THINGS TO DO:
1. Please reproduce the slow request thread word for word between "Reed, I realise" and "in the future.", inclusive.
2. In the slow request thread, what did Reed say the XFS corruptions and leveldb issues looked to be the result of?

PASSAGE:
— START —

Re: Slow Request on OSD

Nick Fisk <nick@xxxxxxxxxx> · Thu, 1 Sep 2016 08:50:16 +0100

> -----Original Message-----
> From: ceph-users [mailto:ceph-users-bounces@xxxxxxxxxxxxxx] On Behalf Of Wido den Hollander
> Sent: 01 September 2016 08:19
> To: Reed Dier <reed.dier@xxxxxxxxxxx>
> Cc: ceph-users@xxxxxxxxxxxxxx
> Subject: Re:  Slow Request on OSD
> 
> 
> > Op 31 augustus 2016 om 23:21 schreef Reed Dier <reed.dier@xxxxxxxxxxx>:
> >
> >
> > Multiple XFS corruptions, multiple leveldb issues. Looked to be result of write cache settings which have been adjusted now.

Reed, I realise that you are probably very busy attempting recovery at the moment, but when things calm down, I think it would be very beneficial to the list if you could expand on what settings caused this to happen. It might just stop this happening to someone else in the future.

> >
> 
> That is bad news, really bad.
> 
> > You’ll see below that there are tons of PG’s in bad states, and it was slowly but surely bringing the number of bad PGs down, but it
> seems to have hit a brick wall with this one slow request operation.
> >
> 
> No, you have more issues. You can 17 PGs which are incomplete, a few down+incomplete.
> 
> Without those PGs functioning (active+X) your MDS will probably not work.
> 
> Take a look at: http://docs.ceph.com/docs/master/rados/troubleshooting/troubleshooting-pg/
> 
> Make sure you go to HEALTH_WARN at first, in HEALTH_ERR the MDS will never come online.

— END —

EXTRACTED DATA:
— START —

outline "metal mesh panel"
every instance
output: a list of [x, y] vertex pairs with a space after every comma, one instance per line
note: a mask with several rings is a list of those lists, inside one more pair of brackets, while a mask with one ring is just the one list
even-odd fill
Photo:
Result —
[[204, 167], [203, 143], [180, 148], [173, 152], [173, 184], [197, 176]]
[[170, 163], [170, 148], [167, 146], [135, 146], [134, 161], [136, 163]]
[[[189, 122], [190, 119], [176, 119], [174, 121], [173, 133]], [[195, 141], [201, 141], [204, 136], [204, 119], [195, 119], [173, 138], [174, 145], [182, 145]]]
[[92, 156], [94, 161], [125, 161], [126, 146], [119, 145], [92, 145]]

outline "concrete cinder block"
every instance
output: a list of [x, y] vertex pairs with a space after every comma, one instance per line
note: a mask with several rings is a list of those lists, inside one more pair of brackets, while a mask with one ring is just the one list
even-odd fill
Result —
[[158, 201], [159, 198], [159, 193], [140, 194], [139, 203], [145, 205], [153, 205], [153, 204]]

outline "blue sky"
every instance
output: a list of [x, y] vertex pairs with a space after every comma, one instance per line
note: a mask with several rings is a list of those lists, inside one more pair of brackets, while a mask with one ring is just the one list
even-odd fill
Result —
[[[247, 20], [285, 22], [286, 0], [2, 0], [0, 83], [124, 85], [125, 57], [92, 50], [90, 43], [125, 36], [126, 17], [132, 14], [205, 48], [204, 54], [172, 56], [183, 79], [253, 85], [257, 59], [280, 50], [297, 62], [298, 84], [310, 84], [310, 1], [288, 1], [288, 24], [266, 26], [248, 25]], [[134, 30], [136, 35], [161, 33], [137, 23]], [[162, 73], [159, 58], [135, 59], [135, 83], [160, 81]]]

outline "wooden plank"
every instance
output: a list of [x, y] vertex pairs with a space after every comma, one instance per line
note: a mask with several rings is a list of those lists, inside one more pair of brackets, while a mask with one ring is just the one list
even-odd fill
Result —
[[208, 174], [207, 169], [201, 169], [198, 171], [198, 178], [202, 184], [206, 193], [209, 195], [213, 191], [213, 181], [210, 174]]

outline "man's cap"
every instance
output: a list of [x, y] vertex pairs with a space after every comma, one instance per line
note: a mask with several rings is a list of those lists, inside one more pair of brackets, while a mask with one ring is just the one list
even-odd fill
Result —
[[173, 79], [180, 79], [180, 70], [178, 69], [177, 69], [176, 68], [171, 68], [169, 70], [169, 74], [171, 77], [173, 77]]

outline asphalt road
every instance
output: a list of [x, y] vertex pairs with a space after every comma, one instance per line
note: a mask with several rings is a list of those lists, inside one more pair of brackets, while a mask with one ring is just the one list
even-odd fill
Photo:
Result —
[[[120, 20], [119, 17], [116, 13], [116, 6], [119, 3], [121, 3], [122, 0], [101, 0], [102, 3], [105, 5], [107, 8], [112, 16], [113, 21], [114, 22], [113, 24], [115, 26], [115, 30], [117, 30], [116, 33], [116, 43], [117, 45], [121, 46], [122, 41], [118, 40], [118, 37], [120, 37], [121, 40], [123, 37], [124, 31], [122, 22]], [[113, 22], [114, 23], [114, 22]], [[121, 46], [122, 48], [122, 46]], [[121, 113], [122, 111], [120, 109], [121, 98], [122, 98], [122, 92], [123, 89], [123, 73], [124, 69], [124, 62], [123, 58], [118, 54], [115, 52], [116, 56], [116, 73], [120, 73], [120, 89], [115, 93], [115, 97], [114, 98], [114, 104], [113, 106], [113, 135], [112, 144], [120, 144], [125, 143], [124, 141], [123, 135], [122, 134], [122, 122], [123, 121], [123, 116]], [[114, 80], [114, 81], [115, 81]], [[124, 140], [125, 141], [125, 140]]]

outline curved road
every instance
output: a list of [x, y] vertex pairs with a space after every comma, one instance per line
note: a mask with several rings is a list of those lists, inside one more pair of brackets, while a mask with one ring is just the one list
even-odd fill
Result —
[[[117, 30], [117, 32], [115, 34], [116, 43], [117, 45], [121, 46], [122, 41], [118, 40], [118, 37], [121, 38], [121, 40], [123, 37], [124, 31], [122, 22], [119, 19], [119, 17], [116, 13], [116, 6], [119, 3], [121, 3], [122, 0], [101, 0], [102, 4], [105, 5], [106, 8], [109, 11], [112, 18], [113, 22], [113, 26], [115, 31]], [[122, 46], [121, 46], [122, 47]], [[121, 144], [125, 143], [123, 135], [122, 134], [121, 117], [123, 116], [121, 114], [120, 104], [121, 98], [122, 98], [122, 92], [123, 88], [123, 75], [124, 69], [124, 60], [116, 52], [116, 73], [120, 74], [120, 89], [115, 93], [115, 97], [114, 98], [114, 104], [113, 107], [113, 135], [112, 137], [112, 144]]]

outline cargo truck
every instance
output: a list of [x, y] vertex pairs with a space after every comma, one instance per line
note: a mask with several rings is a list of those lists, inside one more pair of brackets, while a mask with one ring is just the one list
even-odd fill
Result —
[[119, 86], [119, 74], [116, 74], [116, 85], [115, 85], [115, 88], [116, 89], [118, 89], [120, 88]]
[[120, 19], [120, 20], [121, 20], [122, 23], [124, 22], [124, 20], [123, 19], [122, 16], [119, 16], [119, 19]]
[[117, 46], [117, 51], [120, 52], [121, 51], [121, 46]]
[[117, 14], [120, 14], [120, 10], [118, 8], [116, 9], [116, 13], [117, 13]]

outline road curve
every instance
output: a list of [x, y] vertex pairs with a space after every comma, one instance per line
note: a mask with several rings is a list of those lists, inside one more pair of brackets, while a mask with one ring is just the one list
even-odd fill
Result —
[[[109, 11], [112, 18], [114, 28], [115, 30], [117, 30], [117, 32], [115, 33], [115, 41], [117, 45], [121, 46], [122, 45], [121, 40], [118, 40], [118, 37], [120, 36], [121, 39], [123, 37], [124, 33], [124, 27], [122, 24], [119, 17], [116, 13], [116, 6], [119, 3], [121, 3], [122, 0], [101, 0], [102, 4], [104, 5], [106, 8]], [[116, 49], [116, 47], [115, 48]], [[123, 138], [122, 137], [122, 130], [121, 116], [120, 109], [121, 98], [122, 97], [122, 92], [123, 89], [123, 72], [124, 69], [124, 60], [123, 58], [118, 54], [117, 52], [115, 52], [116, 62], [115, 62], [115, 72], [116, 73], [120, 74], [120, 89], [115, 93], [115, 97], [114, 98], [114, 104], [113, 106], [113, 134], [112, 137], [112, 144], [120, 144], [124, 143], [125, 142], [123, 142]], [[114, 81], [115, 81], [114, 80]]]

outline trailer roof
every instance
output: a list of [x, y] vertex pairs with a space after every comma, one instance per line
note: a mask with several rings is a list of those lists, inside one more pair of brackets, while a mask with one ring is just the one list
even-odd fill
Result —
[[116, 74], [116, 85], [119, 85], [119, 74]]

— END —
— START —

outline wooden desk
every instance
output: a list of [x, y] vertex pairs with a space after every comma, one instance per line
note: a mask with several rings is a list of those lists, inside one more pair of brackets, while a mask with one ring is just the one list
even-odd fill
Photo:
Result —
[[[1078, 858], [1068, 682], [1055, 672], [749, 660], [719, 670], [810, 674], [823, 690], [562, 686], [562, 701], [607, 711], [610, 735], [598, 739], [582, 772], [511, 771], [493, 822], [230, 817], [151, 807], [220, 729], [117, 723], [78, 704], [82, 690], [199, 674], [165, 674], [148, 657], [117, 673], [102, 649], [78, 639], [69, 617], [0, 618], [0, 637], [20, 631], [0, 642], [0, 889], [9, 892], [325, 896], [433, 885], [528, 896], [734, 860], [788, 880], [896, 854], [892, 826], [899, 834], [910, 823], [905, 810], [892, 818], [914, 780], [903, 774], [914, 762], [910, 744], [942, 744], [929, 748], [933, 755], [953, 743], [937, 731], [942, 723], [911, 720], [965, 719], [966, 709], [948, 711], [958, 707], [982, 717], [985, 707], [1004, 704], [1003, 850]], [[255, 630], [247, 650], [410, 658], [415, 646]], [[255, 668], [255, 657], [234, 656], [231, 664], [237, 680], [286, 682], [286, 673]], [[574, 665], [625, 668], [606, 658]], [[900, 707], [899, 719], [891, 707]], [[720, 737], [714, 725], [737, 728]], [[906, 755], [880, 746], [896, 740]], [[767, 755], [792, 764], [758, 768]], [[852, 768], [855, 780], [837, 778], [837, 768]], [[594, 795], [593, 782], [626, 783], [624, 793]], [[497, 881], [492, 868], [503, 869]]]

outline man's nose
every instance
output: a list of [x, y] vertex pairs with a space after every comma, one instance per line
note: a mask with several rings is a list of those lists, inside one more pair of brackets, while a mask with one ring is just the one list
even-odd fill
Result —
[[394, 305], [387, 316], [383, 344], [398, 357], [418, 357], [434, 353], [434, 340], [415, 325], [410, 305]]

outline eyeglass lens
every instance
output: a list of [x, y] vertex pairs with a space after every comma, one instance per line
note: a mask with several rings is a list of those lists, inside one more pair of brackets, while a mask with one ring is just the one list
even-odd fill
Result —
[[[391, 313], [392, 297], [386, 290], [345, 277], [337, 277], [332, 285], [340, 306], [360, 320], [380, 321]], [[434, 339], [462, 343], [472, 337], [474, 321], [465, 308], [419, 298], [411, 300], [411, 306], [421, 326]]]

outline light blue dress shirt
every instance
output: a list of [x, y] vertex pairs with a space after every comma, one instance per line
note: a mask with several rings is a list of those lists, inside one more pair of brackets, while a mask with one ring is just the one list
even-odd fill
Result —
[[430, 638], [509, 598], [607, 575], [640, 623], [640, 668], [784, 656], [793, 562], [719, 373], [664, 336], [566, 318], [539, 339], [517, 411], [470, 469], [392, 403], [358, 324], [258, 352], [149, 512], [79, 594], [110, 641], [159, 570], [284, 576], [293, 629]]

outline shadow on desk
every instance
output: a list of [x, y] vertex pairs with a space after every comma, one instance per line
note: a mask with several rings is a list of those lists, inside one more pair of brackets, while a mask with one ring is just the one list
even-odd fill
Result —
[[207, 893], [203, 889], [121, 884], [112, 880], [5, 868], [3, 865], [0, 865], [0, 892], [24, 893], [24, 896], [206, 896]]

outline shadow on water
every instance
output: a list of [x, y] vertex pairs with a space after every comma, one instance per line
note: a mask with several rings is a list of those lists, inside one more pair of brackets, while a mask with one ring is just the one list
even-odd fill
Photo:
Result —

— END —

EXPECTED RESULTS:
1.
Reed, I realise that you are probably very busy attempting recovery at the moment, but when things calm down, I think it would be very beneficial to the list if you could expand on what settings caused this to happen. It might just stop this happening to someone else in the future.

2. Write cache settings, which have since been adjusted.